**EXERCISE**
The reply should return the data in full, exactly as written.

RECORDS section start

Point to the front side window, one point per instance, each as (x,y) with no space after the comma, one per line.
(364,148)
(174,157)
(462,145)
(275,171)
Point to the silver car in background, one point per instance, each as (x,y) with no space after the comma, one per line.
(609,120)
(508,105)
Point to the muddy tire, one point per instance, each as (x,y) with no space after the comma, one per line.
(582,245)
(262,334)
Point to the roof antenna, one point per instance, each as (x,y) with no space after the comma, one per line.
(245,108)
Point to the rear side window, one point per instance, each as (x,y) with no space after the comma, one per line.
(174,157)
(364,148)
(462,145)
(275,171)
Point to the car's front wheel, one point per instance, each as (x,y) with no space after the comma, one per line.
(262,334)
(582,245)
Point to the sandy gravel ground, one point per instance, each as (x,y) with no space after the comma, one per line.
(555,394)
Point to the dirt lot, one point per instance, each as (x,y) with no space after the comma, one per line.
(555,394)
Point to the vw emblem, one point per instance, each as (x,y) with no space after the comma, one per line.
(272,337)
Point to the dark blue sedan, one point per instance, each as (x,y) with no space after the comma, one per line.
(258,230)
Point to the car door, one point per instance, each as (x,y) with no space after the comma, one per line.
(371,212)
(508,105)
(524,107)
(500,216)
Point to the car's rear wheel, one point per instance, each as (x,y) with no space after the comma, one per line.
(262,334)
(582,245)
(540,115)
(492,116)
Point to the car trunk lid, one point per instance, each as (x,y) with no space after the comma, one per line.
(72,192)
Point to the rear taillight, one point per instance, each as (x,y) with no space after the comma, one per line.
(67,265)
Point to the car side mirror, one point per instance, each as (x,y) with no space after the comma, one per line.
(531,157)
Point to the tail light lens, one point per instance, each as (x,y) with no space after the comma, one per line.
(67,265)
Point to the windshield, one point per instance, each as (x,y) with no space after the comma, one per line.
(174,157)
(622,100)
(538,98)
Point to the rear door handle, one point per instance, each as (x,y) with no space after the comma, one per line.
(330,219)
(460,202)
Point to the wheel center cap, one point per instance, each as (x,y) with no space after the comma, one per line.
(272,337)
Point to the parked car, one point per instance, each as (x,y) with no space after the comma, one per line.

RECORDS section end

**REPLY TO THE TASK**
Point to the front side window, one point per instance, each as (x,y) with no space after the comma, one per line.
(364,148)
(174,157)
(462,145)
(275,171)
Point to the silver car in background, one point per instance, each as (x,y) with no space after the comma, one per line.
(609,120)
(508,105)
Point to the muddy tire, one point per instance, each as (x,y) with no space after the comma, one per line.
(582,245)
(262,334)
Point to the roof antenna, one point per instance, each as (x,y) with no space after the comma, one per line.
(245,108)
Point to the rear side window, one point per instance, each as (x,y) with no space after the comma, one per line.
(174,157)
(364,148)
(462,145)
(275,171)
Point to the car's front wheel, one point per instance, each as (x,y) with no space after the comma, one per line.
(262,334)
(582,245)
Point to the sandy gravel ground, one point per instance, each as (x,y) with no space after the comma, one per line.
(555,394)
Point to the dirt lot, one point per instance, each as (x,y) with no space after the comma, one per line.
(555,394)
Point to the vw emblem, one point per instance, each as (x,y) with no space after the comma, one per line.
(272,337)
Point to the dark blue sedan, one point per instance, each as (x,y) with no space after the comma, one per line.
(258,230)
Point to the car door, one point per instance, each as (x,y) with no space after the comma, one per line.
(371,212)
(508,105)
(524,107)
(500,216)
Point to the car's rear wheel, one point per instance, each as (x,y) with no space after the comma, one per line.
(262,334)
(582,245)
(540,115)
(492,116)
Point to the car trunk lid, one point per instance, each as (x,y) with no space after the comma, one per line.
(72,192)
Point to the rear taillight, one point per instance, each as (x,y) with no space after the comma, one per line.
(67,265)
Point to the car side mirror, one point per instance, each as (x,y) with no space after the comma, one per line.
(531,157)
Point to the tail light lens, one point per instance, each as (x,y) with no space after the comma, one per line.
(67,265)
Point to the windshield, one point per instance, each as (x,y) with no space after the comma, one per line.
(174,157)
(622,100)
(538,98)
Point to the rear door handle, one point per instance, each as (x,y) with no space after the comma, one per line.
(330,219)
(460,202)
Point to the wheel center cap, one point per instance, each as (x,y) with no space after the comma, one per line.
(272,337)
Point to the parked car, one point per instance, each as (x,y) with no space after the comma, one per line.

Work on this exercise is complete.